=== Selected passage ===
Re: more on delete from join

From: Kevin Kirkpatrick <kvnkrkptrck_at_gmail.com>
Date: Wed, 26 Aug 2009 11:35:07 -0700 (PDT)
Message-ID: <2e6dc58a-4df1-44fd-9c87-105073bd10d3_at_v20g2000yqm.googlegroups.com>


On Aug 26, 12:40 pm, paul c <toledobythe..._at_oohay.ac> wrote:
> Kevin Kirkpatrick wrote:
>
> ...
>
> > By the narrowest interpretation of RT, shouldn't the whole "view
> > update" problem just be tossed out once and for all?  Tuples in base
> > relvars represent business meaningful propositions, and tuples in
> > virtural relvars represent business meaningful conclusions drawn from
> > base relvar propositions.    As such, view updates amount to letting
> > end-users assert conclusions and having the DBMS make "educated
> > guesses" at the appropriate modifications to business meaningful
> > propositions such that those conclusions will be reached.  Seems
> > inherently mystical to me.
> > ...
>
> Insert to a base relvar represents a conclusion: R =: R UNION A conludes
> R AND A.

=== Exercise requirements ===
1. According to the post on view updates, what do tuples in base relvars represent?
2. In the post on view updates, rewrite everything from "On Aug 26, 12:40 pm, paul" down to "mystical to me.", putting "arbitrary" in place of "mystical".
The lines that come next are separate material, not part of the post.

=== Recorded data ===
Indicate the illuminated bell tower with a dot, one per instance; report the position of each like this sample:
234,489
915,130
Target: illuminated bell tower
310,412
==
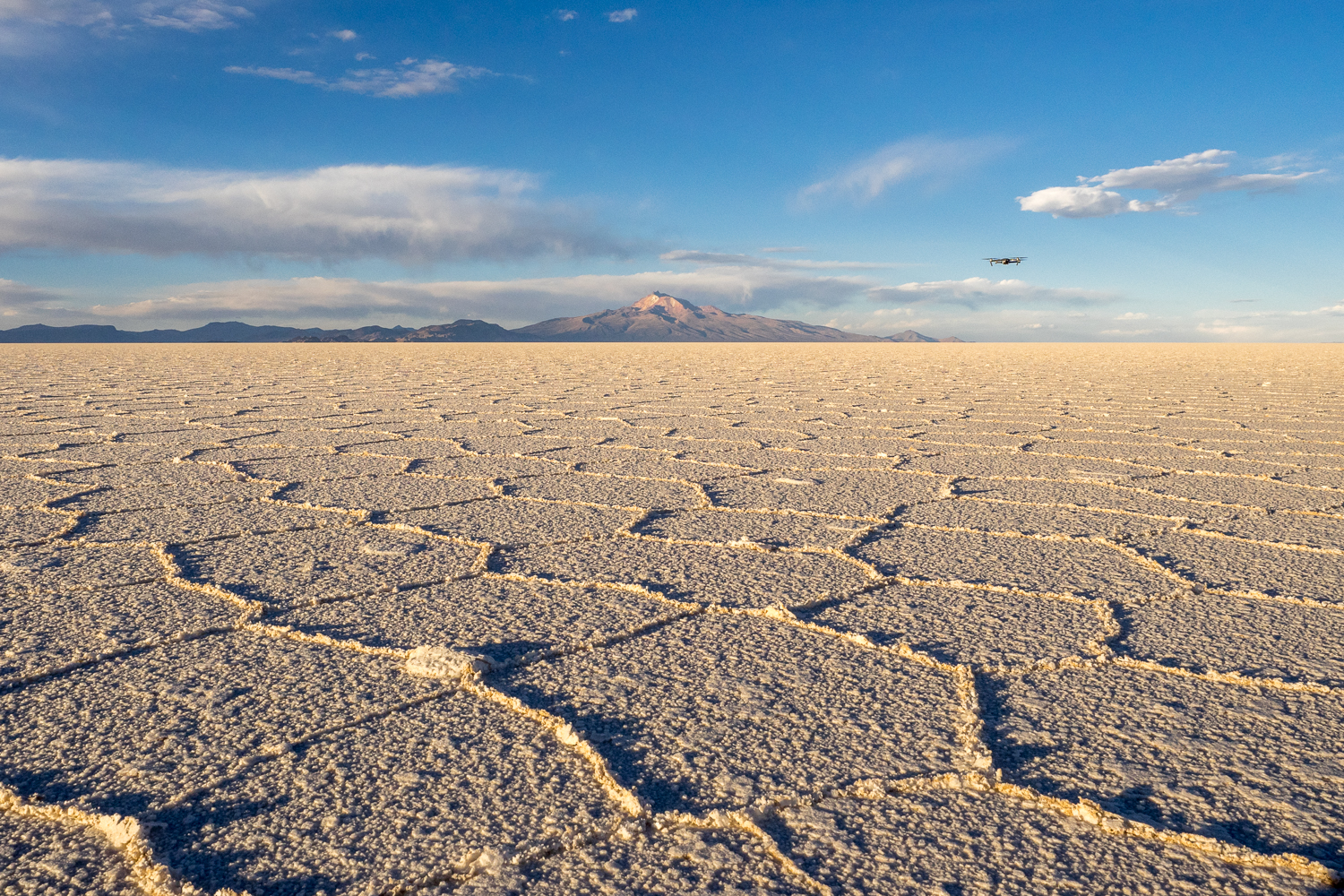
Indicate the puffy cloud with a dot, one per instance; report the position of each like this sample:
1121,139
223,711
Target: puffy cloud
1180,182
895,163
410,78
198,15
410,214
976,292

=== Answer set ===
1. Business meaningful propositions.

2.
On Aug 26, 12:40 pm, paul c <toledobythe..._at_oohay.ac> wrote:
> Kevin Kirkpatrick wrote:
>
> ...
>
> > By the narrowest interpretation of RT, shouldn't the whole "view
> > update" problem just be tossed out once and for all?  Tuples in base
> > relvars represent business meaningful propositions, and tuples in
> > virtural relvars represent business meaningful conclusions drawn from
> > base relvar propositions.    As such, view updates amount to letting
> > end-users assert conclusions and having the DBMS make "educated
> > guesses" at the appropriate modifications to business meaningful
> > propositions such that those conclusions will be reached.  Seems
> > inherently arbitrary to me.